Written instruction> Can you put every line of the entries below into a numbered list, skipping the blank lines and leaving out the pictures?
+---+
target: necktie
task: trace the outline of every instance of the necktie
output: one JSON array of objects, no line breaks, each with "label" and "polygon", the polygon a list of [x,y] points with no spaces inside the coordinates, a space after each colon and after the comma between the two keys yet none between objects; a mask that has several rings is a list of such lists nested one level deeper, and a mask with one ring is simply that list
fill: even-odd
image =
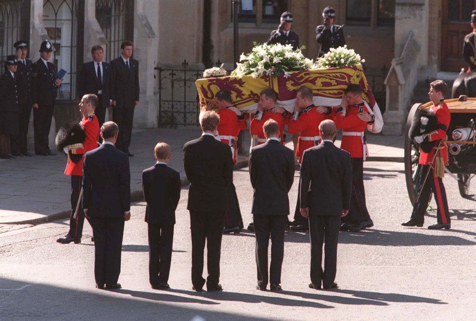
[{"label": "necktie", "polygon": [[103,89],[103,77],[101,75],[101,68],[99,67],[99,63],[98,63],[98,82],[99,83],[99,90]]}]

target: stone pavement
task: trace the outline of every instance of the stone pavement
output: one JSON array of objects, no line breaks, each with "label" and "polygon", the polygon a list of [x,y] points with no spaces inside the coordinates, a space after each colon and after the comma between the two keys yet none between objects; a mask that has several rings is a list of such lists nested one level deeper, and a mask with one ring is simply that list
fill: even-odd
[{"label": "stone pavement", "polygon": [[[169,165],[180,172],[182,184],[188,184],[182,148],[185,142],[200,133],[197,127],[134,130],[130,149],[134,157],[129,158],[132,200],[142,198],[141,173],[155,163],[153,148],[159,141],[171,146]],[[250,143],[247,133],[245,134],[246,154],[239,156],[237,168],[247,165]],[[292,135],[287,136],[287,146],[292,148]],[[369,160],[403,161],[403,137],[371,134],[367,141]],[[59,153],[54,157],[35,155],[0,160],[0,231],[10,228],[4,224],[36,224],[69,216],[71,187],[69,177],[63,174],[66,160]]]}]

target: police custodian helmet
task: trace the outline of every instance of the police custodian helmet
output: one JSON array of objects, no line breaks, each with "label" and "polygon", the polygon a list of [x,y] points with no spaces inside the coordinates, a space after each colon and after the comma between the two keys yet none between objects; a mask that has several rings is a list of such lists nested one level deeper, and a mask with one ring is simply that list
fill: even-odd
+---+
Answer below>
1. target: necktie
2. task: trace the outline of every instance of the necktie
3. output: one JSON array of objects, no line breaks, each with "label" and "polygon", the polygon a list of [x,y] points with no spaces inside the coordinates, a space after each colon and after the comma between the two keys yet none between objects; a mask that has several rings is a list of such lists nested one level deeper, and a mask with one ring is simply that list
4. fill: even-odd
5. image =
6. [{"label": "necktie", "polygon": [[103,89],[103,77],[101,75],[101,68],[99,67],[99,63],[98,63],[98,82],[99,83],[99,90]]}]
7. target: stone pavement
8. task: trace the outline of every instance of the stone pavement
9. output: one JSON array of objects, no line breaks, each with "label" and "polygon", the polygon a list of [x,y] points with no spaces inside the coordinates, a space after each colon and after the comma between the two keys yet none between objects; a mask that has several rings is a list of such lists nested one level deeper, and a mask with one ring is simply that list
10. fill: even-odd
11. [{"label": "stone pavement", "polygon": [[[169,165],[180,172],[182,184],[188,184],[182,148],[185,142],[200,133],[197,127],[134,130],[130,149],[134,157],[129,158],[132,200],[142,198],[141,173],[155,163],[153,148],[159,141],[171,146]],[[250,143],[247,133],[245,134],[246,154],[239,156],[237,168],[247,165]],[[292,135],[287,136],[287,146],[292,148]],[[369,160],[403,161],[403,137],[371,134],[367,141]],[[59,153],[54,157],[35,155],[0,160],[0,231],[10,228],[4,224],[36,224],[69,216],[71,187],[69,177],[63,174],[66,160]]]}]
12. target: police custodian helmet
13. task: trace the outline of every instance of the police custodian helmet
14. output: one JSON array of objects, no line breaks, each with "label" and "polygon", the polygon a list of [x,y] points with no spaces inside the coordinates, a space after each colon and after the comma between the two keys yet none between objects; a mask that has several rings is a list of such lists nested one level deeper, and a mask with one ring is simply that list
15. fill: even-odd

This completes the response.